Written task: Could you write out the rows again, requests included, starting at the line containing "mark: the police officer" and ending at the last row, adding -59 to every x and y coordinate in the answers while leaving the requests and their sample coordinates unchanged?

Extracted records:
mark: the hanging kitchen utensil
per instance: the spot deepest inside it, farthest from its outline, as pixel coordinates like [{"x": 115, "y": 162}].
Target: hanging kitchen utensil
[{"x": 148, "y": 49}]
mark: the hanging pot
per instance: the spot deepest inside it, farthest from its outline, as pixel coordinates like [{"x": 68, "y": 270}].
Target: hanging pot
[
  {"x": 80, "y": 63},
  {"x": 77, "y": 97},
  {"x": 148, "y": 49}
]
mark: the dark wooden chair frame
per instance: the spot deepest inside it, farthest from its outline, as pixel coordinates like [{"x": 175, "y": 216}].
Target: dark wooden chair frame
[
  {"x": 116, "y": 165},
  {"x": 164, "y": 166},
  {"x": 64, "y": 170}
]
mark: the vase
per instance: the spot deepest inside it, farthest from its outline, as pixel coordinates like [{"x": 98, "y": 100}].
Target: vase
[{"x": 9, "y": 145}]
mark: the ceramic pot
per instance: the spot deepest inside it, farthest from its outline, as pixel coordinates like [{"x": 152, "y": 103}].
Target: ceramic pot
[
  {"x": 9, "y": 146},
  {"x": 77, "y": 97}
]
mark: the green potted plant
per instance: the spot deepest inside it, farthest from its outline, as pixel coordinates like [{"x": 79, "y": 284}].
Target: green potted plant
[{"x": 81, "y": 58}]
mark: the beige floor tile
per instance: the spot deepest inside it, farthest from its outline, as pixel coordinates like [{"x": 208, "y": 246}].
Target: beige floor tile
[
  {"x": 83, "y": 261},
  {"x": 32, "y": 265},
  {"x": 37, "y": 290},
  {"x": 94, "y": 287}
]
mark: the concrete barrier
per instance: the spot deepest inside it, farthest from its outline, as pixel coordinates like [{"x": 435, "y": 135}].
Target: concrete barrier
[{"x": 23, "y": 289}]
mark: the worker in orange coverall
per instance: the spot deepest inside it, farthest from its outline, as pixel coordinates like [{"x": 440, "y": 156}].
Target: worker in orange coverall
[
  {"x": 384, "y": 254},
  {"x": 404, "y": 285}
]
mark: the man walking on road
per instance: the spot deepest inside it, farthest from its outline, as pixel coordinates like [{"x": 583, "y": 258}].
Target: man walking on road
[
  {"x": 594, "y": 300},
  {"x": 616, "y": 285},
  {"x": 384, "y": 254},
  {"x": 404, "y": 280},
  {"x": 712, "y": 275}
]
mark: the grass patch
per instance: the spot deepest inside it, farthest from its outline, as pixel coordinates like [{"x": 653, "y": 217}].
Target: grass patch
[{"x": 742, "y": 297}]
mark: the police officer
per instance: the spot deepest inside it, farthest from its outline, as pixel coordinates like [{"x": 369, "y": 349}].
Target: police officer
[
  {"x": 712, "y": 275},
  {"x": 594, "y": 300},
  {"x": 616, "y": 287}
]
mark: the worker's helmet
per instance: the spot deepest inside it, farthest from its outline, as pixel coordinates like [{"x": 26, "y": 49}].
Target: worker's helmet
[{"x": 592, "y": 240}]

Result of the task:
mark: the police officer
per instance: the spot deepest inside it, farthest from its outline, as pixel coordinates like [{"x": 369, "y": 349}].
Target: police officer
[
  {"x": 653, "y": 216},
  {"x": 535, "y": 241},
  {"x": 557, "y": 228}
]
mark: the worker's helmet
per instance: the spot deepest inside it, farthest from its outline, as pixel coordinates like [{"x": 26, "y": 49}].
Target: worker's helmet
[{"x": 533, "y": 181}]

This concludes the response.